• Aufgabenliste:
A – Extrahieren Sie aus dem Text über Radschnellwege wortgetreu die Stelle zwischen „Stuttgart-Sillenbuch/Hedelfingen/Wangen … Fahrradfahrern“ und „bisher entgangen war.“, beide eingeschlossen.
B – Prüfen Sie für jede der folgenden Aussagen, ob sie mit dem Text über Radschnellwege übereinstimmt. Antworten Sie jeweils mit Ja oder Nein und zitieren Sie die entscheidenden Worte des Textes.
(i) Die Machbarkeitsstudie wurde dem Sillenbucher Bezirksbeirat am 28. Juli vorgestellt.
(ii) Radschnellwege sollen kleiner ausfallen als Hauptradrouten.
(iii) Mit zunehmender Entfernung gewinnen Radschnellwege an Bedeutung.
C – Fassen Sie den Text über Radschnellwege in zwei Sätzen zusammen.

• Bereitgestellter Text:
□ □ □ □
Radschnellwege: Aufgabe für die nächsten Jahrzehnte

Stuttgart-Sillenbuch/Hedelfingen/Wangen … Fahrradfahrern ist umweltfreundlich und fördert die Gesundheit. Damit möglichst viele Menschen ihr Auto stehen lassen und aufs Rad umsteigen, müssen aber gut ausgebaute Radwege zur Verfügung stehen. Je weiter der Weg von A nach B ist, desto wichtiger werden Radschnellwege. Sie sollten deshalb noch eine Kategorie größer und schneller sein als Hauptradrouten. Für die Region Stuttgart wurde eine großangelegte Machbarkeitsstudie durchgeführt, die am 28. Juli dem Sillenbucher Bezirksbeirat vorgestellt wurde, dem die Präsentation aufgrund einer Kommunikationspanne bisher entgangen war.
□ □ □ □
• Vorliegende Daten:

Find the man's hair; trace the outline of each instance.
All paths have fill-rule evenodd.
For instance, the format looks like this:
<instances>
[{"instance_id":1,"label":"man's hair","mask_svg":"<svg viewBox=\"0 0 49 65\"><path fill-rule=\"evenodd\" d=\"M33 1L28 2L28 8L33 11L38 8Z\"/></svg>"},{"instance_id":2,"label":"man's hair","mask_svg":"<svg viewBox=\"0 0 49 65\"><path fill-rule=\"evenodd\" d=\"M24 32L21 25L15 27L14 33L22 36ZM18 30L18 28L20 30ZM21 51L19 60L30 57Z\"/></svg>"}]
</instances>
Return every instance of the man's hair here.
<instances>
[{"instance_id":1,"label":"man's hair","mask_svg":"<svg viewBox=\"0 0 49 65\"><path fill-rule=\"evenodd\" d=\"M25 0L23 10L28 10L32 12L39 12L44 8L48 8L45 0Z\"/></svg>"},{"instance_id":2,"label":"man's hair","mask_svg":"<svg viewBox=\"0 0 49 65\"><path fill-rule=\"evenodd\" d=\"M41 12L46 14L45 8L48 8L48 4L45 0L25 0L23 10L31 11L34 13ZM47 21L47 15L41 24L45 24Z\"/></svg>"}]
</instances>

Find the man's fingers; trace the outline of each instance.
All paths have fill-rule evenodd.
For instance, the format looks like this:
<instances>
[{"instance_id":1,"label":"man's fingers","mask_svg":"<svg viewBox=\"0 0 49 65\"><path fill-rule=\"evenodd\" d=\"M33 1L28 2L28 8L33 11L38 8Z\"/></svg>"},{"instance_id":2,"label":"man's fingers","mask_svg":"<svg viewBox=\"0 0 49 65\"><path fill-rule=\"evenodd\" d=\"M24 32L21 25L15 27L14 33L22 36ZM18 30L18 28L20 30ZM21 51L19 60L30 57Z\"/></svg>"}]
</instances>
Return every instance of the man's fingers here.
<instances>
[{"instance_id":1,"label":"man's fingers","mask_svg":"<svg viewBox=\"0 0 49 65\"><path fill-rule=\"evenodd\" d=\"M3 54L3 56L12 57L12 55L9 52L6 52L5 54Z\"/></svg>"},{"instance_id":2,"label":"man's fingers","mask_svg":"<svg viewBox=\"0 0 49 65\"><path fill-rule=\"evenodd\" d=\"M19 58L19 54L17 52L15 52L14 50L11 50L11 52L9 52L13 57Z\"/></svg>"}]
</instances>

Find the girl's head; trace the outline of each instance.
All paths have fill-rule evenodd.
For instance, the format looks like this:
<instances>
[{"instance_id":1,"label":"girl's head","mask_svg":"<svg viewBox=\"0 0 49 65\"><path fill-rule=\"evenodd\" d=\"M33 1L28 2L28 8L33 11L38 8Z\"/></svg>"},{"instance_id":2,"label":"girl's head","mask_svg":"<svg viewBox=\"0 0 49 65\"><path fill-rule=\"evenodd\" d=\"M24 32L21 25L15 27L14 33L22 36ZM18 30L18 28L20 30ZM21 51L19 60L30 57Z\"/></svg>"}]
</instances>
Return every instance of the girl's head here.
□ □ □ □
• Lösungen:
A –
Stuttgart-Sillenbuch/Hedelfingen/Wangen … Fahrradfahrern ist umweltfreundlich und fördert die Gesundheit. Damit möglichst viele Menschen ihr Auto stehen lassen und aufs Rad umsteigen, müssen aber gut ausgebaute Radwege zur Verfügung stehen. Je weiter der Weg von A nach B ist, desto wichtiger werden Radschnellwege. Sie sollten deshalb noch eine Kategorie größer und schneller sein als Hauptradrouten. Für die Region Stuttgart wurde eine großangelegte Machbarkeitsstudie durchgeführt, die am 28. Juli dem Sillenbucher Bezirksbeirat vorgestellt wurde, dem die Präsentation aufgrund einer Kommunikationspanne bisher entgangen war.

B –
(i) Ja: „die am 28. Juli dem Sillenbucher Bezirksbeirat vorgestellt wurde“
(ii) Nein: „Sie sollten deshalb noch eine Kategorie größer und schneller sein als Hauptradrouten.“
(iii) Ja: „Je weiter der Weg von A nach B ist, desto wichtiger werden Radschnellwege.“

C – Damit möglichst viele Menschen vom Auto aufs Rad umsteigen, müssen gut ausgebaute Radwege zur Verfügung stehen. Auf längeren Strecken werden Radschnellwege wichtiger, die eine Kategorie größer und schneller als Hauptradrouten sein sollten, und für die Region Stuttgart wurde dazu eine großangelegte Machbarkeitsstudie durchgeführt, die am 28. Juli dem Sillenbucher Bezirksbeirat vorgestellt wurde.